- [Task goal]:
Copy the records from the beginning through the line that contains "column 492, row 368", inclusive, changing "stone column" to "stone pillar" and leaving everything else as it is.

- [Provided information]:
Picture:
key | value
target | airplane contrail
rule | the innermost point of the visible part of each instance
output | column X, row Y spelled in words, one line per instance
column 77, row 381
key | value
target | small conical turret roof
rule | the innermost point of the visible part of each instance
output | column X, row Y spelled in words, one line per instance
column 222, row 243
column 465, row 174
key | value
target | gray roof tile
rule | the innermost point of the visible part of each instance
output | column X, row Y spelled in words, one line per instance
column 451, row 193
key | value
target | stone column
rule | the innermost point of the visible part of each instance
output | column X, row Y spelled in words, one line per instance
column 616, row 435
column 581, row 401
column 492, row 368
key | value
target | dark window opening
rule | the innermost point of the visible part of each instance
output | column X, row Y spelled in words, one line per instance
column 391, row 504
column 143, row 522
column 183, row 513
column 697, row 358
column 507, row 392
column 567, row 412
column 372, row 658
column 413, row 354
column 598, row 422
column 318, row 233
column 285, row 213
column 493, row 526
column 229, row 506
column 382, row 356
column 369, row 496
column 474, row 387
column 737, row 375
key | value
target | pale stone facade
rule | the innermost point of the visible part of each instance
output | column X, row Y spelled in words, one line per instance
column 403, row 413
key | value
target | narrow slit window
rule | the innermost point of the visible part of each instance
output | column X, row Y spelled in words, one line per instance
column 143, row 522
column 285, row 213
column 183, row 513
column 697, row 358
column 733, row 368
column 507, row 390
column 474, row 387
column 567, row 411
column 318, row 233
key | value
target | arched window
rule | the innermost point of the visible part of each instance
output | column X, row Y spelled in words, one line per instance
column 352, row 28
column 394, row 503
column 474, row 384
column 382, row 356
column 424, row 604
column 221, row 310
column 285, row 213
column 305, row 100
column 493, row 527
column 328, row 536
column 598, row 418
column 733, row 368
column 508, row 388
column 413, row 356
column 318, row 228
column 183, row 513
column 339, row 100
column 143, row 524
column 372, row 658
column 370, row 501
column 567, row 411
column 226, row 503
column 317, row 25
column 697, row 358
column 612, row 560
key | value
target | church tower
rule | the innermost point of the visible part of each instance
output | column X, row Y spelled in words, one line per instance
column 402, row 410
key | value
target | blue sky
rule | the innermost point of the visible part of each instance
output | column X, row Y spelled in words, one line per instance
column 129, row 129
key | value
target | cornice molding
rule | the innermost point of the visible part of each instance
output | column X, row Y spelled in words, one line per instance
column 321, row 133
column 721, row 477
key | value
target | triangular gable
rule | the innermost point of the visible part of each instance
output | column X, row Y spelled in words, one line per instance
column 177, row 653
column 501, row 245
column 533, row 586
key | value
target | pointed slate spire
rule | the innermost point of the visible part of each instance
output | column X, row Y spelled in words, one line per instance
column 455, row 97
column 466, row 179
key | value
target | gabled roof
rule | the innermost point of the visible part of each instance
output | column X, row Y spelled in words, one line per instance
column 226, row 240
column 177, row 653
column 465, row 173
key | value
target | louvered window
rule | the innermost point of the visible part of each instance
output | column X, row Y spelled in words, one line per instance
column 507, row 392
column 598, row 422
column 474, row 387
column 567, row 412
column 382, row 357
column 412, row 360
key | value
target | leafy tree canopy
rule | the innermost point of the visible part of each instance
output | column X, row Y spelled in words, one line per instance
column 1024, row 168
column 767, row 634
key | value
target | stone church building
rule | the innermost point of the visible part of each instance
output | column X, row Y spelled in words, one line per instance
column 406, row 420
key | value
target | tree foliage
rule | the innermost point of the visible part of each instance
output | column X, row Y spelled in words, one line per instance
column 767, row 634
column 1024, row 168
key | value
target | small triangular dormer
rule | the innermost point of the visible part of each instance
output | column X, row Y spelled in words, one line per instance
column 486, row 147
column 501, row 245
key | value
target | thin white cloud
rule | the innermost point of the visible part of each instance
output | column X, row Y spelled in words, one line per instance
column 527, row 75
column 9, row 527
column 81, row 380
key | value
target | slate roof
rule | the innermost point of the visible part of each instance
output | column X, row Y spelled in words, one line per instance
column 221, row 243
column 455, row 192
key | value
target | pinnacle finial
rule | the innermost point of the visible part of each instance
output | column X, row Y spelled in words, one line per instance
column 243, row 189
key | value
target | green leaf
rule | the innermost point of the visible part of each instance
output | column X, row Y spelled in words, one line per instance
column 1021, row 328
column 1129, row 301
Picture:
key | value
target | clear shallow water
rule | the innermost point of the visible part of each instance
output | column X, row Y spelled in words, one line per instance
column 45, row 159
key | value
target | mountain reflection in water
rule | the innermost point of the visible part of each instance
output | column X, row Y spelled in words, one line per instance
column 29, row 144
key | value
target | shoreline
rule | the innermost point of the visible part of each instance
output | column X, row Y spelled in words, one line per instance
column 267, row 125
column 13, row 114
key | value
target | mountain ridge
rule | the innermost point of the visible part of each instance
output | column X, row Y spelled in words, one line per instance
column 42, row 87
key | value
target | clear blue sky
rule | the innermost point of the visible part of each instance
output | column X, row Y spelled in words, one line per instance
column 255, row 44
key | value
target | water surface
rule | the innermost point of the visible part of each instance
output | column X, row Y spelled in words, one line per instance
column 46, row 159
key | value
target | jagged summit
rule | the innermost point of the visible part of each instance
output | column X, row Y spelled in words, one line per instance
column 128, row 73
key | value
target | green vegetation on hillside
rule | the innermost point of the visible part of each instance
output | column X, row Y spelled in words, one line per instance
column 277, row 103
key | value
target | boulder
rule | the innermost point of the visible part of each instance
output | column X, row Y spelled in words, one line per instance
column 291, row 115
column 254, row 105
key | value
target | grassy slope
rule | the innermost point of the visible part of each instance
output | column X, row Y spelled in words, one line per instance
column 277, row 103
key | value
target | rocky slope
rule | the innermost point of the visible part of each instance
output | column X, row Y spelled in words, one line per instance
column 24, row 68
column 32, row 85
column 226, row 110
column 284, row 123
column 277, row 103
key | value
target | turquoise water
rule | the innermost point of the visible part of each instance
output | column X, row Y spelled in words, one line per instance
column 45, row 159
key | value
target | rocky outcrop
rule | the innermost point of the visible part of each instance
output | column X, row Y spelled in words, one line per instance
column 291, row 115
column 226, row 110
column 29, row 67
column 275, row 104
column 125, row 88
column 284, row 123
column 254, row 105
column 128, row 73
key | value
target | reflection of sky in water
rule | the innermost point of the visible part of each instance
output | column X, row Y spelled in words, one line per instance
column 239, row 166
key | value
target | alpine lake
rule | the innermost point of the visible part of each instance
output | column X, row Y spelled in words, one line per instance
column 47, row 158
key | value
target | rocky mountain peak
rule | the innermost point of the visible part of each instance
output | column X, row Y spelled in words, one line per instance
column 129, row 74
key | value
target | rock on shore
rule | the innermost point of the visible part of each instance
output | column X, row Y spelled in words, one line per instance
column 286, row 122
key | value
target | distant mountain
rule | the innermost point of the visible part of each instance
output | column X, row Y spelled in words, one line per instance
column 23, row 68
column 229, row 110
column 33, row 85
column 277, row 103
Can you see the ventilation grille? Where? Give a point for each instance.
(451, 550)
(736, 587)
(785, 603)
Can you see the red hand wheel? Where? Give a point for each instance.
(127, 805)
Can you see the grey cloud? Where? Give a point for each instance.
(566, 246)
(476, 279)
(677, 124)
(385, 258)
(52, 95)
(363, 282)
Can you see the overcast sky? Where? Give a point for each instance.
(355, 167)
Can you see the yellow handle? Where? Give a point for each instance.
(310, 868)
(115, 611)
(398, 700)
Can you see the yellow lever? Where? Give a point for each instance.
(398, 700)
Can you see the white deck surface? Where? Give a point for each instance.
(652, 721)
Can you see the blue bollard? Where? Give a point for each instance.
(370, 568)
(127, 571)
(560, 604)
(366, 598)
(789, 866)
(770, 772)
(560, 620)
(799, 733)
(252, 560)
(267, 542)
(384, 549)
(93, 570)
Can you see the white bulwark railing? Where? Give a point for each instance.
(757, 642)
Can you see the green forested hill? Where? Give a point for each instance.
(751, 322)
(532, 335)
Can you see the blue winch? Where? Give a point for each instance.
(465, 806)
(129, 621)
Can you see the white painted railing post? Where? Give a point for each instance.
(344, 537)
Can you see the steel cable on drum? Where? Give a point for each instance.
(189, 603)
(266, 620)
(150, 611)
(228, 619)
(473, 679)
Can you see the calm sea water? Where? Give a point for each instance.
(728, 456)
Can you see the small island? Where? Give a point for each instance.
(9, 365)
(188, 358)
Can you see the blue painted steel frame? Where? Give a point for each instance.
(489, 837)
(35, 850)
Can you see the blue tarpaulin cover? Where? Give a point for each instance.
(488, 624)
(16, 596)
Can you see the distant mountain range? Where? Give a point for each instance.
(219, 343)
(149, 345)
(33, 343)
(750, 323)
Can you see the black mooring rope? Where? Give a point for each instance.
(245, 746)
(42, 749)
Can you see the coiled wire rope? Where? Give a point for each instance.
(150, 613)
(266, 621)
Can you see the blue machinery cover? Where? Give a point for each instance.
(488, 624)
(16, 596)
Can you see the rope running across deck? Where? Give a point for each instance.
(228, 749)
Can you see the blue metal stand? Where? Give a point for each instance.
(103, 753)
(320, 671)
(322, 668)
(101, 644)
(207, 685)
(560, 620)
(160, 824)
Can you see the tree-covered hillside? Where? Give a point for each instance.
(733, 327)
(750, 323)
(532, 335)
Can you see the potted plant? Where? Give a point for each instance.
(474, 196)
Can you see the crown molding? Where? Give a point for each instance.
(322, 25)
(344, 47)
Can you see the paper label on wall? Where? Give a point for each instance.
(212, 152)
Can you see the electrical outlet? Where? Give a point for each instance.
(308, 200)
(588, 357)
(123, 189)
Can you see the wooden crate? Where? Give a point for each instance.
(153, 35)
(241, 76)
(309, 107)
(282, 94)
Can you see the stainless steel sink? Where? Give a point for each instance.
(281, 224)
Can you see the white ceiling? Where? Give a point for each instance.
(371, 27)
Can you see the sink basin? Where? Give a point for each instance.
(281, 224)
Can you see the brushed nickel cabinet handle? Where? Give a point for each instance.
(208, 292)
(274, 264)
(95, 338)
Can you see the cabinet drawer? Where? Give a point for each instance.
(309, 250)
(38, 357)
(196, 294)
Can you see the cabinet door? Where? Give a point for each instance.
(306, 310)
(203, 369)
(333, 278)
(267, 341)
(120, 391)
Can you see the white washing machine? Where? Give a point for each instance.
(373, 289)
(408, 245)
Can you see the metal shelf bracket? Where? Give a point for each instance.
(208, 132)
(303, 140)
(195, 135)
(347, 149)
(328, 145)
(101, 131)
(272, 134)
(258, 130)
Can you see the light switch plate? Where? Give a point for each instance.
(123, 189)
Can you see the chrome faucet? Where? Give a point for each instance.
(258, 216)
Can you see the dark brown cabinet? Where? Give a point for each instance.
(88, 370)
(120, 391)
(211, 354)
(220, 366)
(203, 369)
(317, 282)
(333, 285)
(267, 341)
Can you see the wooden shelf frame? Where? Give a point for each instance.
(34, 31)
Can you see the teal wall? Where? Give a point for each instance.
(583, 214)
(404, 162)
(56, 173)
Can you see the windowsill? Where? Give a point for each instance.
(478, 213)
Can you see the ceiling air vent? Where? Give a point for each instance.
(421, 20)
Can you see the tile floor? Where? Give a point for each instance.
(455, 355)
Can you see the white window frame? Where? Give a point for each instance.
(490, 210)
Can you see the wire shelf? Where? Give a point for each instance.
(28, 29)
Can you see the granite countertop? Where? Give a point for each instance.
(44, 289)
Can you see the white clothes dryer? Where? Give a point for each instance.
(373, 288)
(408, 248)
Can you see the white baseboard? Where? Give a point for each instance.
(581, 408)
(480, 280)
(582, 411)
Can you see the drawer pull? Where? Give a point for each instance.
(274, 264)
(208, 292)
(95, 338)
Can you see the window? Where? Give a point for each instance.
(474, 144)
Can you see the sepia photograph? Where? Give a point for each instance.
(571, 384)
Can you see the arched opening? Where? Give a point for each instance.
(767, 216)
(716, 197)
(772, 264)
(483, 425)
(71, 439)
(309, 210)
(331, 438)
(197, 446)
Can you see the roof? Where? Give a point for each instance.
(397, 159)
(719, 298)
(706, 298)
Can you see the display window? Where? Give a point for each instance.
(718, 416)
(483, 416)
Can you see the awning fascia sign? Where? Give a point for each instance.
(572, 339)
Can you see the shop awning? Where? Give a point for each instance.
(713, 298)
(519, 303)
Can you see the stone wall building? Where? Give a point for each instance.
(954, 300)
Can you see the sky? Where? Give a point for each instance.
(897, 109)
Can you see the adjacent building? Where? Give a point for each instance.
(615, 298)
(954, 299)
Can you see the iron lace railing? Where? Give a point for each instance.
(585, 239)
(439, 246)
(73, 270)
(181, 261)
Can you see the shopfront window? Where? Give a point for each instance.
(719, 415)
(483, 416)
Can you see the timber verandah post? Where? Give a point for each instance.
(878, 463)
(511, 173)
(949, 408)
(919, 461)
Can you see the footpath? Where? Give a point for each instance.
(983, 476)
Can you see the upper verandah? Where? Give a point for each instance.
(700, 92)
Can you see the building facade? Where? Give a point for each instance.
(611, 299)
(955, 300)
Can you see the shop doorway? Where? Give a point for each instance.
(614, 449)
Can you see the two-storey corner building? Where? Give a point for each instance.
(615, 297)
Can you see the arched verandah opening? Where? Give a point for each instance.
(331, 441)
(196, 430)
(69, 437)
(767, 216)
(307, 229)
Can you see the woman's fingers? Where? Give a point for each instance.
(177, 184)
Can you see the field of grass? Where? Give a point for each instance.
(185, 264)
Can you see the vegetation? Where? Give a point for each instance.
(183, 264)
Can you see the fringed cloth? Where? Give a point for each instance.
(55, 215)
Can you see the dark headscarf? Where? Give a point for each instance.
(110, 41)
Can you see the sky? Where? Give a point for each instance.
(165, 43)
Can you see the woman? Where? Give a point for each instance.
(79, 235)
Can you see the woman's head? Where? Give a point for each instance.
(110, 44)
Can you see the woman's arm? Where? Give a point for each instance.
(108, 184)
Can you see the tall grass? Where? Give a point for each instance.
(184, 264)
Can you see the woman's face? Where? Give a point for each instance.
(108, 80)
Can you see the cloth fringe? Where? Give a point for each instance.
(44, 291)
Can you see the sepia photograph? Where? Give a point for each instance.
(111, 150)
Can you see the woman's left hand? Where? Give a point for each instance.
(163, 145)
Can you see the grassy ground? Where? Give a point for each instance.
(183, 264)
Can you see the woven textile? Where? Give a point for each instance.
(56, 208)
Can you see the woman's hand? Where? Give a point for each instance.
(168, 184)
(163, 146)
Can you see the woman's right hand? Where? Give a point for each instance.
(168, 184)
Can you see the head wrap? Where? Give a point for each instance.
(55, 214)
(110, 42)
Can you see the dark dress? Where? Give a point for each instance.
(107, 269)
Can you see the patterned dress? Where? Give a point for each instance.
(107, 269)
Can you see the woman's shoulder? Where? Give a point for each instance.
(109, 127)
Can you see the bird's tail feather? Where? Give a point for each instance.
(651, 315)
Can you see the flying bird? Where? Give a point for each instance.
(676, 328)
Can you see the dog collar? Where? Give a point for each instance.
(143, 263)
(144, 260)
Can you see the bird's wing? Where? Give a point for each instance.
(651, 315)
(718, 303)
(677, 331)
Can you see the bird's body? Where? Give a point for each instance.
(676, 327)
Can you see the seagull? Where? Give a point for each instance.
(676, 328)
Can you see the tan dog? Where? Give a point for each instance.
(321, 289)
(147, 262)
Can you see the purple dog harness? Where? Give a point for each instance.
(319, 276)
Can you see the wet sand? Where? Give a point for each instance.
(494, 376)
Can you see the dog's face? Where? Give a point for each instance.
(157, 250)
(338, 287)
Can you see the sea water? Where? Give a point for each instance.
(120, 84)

- [Full answer]:
Picture:
key | value
target | airplane contrail
rule | the innermost point of the visible part of each instance
output | column X, row Y spelled in words, one line per instance
column 77, row 381
key | value
target | small conical turret roof
rule | the innermost point of the visible part of each instance
output | column X, row Y spelled in words, one line per instance
column 222, row 243
column 465, row 174
key | value
target | gray roof tile
rule | the innermost point of the visible part of each instance
output | column X, row Y spelled in words, one line per instance
column 451, row 193
key | value
target | stone pillar
rule | the innermost point of the visible part of each instance
output | column X, row Y spelled in words, one line per instance
column 616, row 435
column 581, row 401
column 492, row 368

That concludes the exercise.